Extract provided
————

# As Good As Gold



## sdain31y (Jul 5, 2010)

*Supporter*

We've been donating to your rescue since I saw it referenced on the Best Friends website. We donated for my Mom's Birthday or Mother's Day, etc. She's got a soft spot for goldens and it always makes her smile!


----------



## Karen519 (Aug 21, 2006)

*Hi!!!*

Zeke11:

Oh, I so envy you being with As Good As Gold. We live in Woodridge, IL and have two dogs, an 11 1/2 year old adopted Golden Ret. named Smooch and an 11 month old male Samoyed, named Tonka. We had adopted Smooch from Golden Opportunities in Carol Stream when they were still open.

My hubby Ken and I have seen As Good As Gold at many events, including the Downers Grove Fest and I've made a few monetary donations to this wonderful rescue. I just donated a laptop to them a couple of months ago.

Someday I am going to Foster or Adopt from As Gold!

Where do you live?


----------



## zeke11 (Jul 21, 2009)

Oh thank you so much! 

I wish I could find someone here who has adopted a golden after my home visit!

Kris


----------



## Karen519 (Aug 21, 2006)

*Home visit*

I've only done one home visit in my life.

————

Entries shown
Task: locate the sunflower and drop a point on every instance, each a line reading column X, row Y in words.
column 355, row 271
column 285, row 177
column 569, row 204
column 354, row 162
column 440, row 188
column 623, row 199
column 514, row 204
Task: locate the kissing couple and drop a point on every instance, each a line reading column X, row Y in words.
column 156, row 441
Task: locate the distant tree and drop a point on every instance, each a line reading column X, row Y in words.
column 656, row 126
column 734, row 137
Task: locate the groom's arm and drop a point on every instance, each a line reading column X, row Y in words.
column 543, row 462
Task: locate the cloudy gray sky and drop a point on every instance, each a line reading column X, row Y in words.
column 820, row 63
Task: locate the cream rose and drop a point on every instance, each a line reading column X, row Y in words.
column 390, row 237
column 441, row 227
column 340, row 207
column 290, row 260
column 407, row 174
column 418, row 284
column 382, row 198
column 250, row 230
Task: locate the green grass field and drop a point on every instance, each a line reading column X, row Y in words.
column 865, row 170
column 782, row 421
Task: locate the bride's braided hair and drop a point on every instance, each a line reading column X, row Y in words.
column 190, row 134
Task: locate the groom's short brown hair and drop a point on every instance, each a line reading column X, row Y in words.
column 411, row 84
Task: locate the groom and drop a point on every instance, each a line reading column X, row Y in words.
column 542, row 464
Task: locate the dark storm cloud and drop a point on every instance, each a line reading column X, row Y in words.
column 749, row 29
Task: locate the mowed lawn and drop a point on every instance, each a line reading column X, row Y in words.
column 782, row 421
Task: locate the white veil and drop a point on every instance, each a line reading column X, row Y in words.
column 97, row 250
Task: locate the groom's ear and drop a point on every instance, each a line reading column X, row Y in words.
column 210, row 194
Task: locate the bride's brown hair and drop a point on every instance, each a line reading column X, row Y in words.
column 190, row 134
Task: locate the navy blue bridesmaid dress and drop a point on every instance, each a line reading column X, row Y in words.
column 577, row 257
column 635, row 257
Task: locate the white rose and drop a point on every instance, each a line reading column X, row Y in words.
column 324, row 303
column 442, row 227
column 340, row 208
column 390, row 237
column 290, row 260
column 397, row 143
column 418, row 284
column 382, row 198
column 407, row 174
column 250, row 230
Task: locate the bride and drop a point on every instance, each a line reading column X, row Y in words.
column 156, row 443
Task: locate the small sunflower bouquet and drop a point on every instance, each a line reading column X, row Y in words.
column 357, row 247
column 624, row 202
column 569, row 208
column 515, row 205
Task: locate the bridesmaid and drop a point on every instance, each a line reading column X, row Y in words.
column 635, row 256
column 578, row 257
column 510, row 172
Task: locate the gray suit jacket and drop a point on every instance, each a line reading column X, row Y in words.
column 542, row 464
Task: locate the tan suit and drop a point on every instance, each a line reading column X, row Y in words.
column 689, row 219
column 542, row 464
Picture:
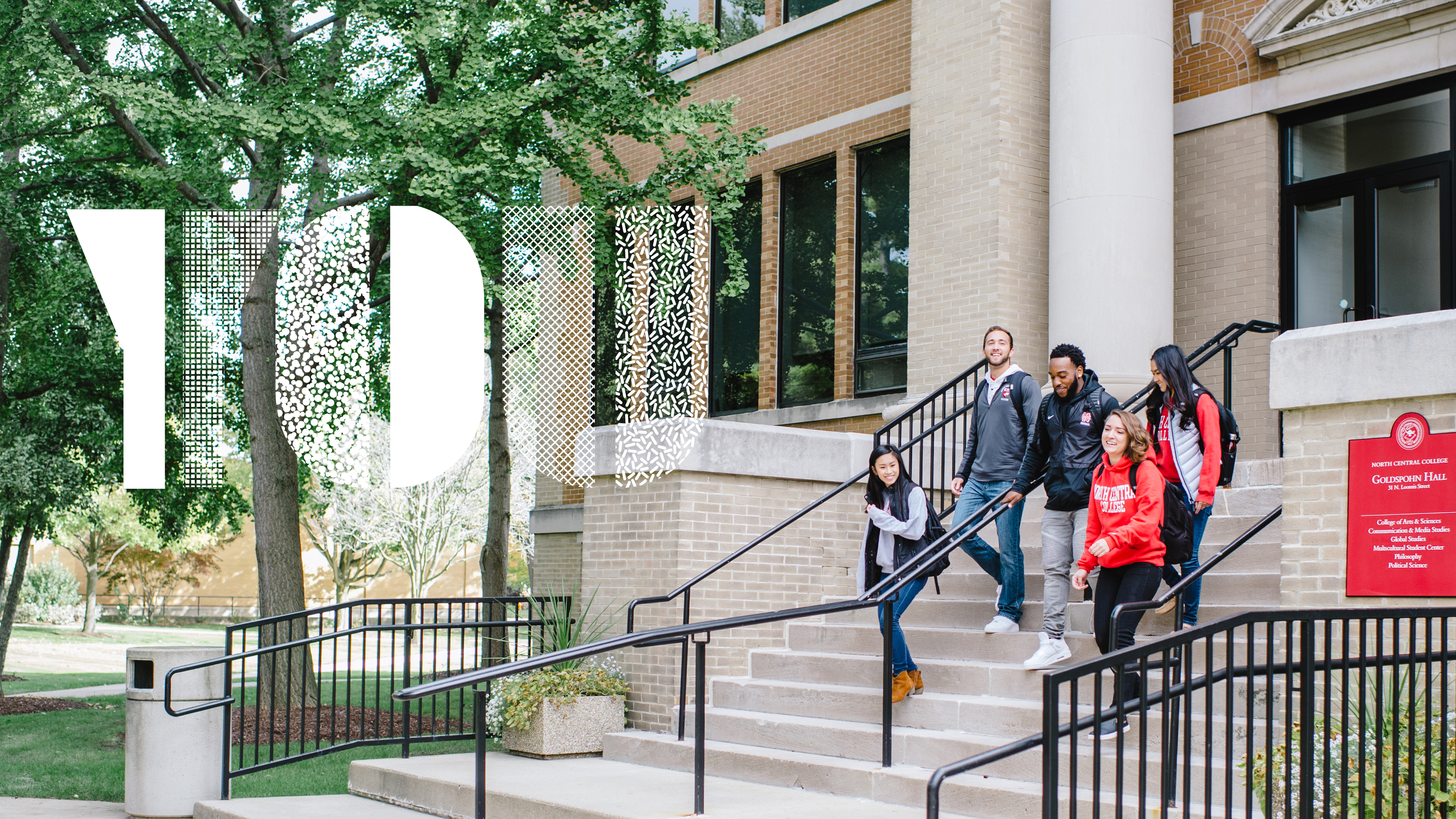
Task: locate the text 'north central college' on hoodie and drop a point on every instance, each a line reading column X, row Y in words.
column 1130, row 524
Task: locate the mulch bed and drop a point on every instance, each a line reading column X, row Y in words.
column 40, row 704
column 337, row 724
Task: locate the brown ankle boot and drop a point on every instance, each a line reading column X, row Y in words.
column 900, row 687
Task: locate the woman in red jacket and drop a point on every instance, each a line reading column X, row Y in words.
column 1123, row 540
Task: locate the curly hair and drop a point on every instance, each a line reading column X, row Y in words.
column 1069, row 352
column 1138, row 438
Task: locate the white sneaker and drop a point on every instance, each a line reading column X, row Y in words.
column 1052, row 652
column 1002, row 624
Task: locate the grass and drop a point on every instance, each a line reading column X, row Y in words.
column 81, row 756
column 60, row 681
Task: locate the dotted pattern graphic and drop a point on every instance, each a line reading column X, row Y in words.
column 324, row 347
column 548, row 298
column 661, row 323
column 222, row 251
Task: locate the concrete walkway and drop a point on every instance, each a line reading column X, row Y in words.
column 18, row 808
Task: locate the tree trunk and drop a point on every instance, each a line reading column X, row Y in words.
column 12, row 599
column 92, row 576
column 284, row 681
column 494, row 554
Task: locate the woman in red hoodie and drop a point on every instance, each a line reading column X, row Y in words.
column 1123, row 540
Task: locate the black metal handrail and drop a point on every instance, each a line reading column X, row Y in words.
column 949, row 403
column 1050, row 706
column 322, row 677
column 701, row 633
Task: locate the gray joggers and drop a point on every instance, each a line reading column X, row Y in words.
column 1064, row 537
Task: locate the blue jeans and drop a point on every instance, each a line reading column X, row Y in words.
column 1171, row 575
column 1008, row 566
column 900, row 654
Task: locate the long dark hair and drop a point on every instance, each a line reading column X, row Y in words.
column 1181, row 384
column 876, row 495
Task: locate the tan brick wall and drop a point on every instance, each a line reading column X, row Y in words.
column 557, row 563
column 1226, row 260
column 1317, row 492
column 649, row 540
column 978, row 183
column 1225, row 59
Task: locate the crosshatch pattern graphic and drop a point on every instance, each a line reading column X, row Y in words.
column 548, row 296
column 661, row 323
column 222, row 252
column 324, row 347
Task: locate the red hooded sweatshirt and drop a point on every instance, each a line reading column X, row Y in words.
column 1130, row 525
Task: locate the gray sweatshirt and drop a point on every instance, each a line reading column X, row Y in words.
column 1001, row 422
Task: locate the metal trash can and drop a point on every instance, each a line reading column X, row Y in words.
column 172, row 763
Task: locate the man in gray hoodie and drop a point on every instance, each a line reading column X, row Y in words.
column 1005, row 409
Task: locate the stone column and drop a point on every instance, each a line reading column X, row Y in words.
column 1111, row 184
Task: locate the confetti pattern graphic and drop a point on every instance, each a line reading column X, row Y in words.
column 222, row 252
column 661, row 323
column 324, row 347
column 548, row 301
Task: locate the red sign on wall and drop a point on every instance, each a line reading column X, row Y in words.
column 1403, row 510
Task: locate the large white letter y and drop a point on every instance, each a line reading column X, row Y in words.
column 124, row 250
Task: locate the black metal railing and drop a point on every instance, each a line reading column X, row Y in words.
column 701, row 634
column 928, row 435
column 315, row 683
column 1311, row 713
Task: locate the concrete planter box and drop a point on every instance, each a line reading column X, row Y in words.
column 567, row 729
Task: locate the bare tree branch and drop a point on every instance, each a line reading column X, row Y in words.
column 306, row 31
column 127, row 126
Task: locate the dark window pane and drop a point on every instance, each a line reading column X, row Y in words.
column 1326, row 263
column 739, row 21
column 884, row 263
column 807, row 339
column 734, row 324
column 800, row 8
column 1369, row 137
column 1408, row 248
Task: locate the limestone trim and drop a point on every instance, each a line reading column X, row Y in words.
column 1362, row 362
column 772, row 37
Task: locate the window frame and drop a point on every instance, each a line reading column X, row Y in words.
column 1364, row 186
column 884, row 350
column 782, row 353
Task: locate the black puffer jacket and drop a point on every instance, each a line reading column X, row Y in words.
column 1068, row 445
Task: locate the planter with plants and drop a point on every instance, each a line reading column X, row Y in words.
column 561, row 712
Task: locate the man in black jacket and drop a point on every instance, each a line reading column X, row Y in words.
column 1068, row 445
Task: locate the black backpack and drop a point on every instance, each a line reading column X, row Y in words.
column 1228, row 439
column 1177, row 531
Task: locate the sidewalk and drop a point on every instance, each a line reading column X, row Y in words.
column 18, row 808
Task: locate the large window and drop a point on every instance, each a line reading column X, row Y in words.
column 807, row 282
column 739, row 21
column 733, row 343
column 800, row 8
column 883, row 267
column 1368, row 208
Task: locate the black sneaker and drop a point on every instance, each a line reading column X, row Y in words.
column 1108, row 729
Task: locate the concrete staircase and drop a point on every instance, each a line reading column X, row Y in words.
column 802, row 736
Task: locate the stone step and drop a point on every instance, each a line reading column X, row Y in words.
column 303, row 808
column 596, row 789
column 973, row 795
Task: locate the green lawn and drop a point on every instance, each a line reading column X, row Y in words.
column 60, row 681
column 81, row 756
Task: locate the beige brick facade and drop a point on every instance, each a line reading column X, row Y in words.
column 978, row 183
column 1317, row 490
column 649, row 540
column 1226, row 260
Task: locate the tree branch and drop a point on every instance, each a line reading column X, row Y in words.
column 306, row 31
column 127, row 126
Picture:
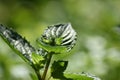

————

Tasks
A - In the As Good As Gold forum thread, what breed is Tonka?
B - Based on the As Good As Gold forum thread, explain why sdain31y makes donations for occasions like their mom's birthday or Mother's Day.
C - Carry on the As Good As Gold rescue forum thread from where it stops.

The results
A - Tonka is a male Samoyed, 11 months old.

B - sdain31y's mom has a soft spot for goldens, and the donations always make her smile.

C -
Best Friends in Utah contacted me to do a home visit in Bolingbrook, IL,
for one of their dogs Ruger (a Hound) who was on their National Geographic show.
My Hubby came with me and the family was wonderful and they adopted Ruger!!


----------



## Libby5503 (Aug 29, 2010)

*AGaG*

Hi Zeke11,

I'm new to this forum and this is my FIRST post!

We've applied to foster with AGaG and are just waiting to have our home visit scheduled so we can get started. We're can't wait! We're in Chicago.


----------



## zeke11 (Jul 21, 2009)

Welcome Libby!

Bless your heart for fostering! Depending where you are in Chicago, I may be assigned to your home visit 

KrisM


----------



## Karen519 (Aug 21, 2006)

*Libby*

Libby

Thank you for applying to foster for As Good As Gold!!
You are AWESOME and so ARE THEY!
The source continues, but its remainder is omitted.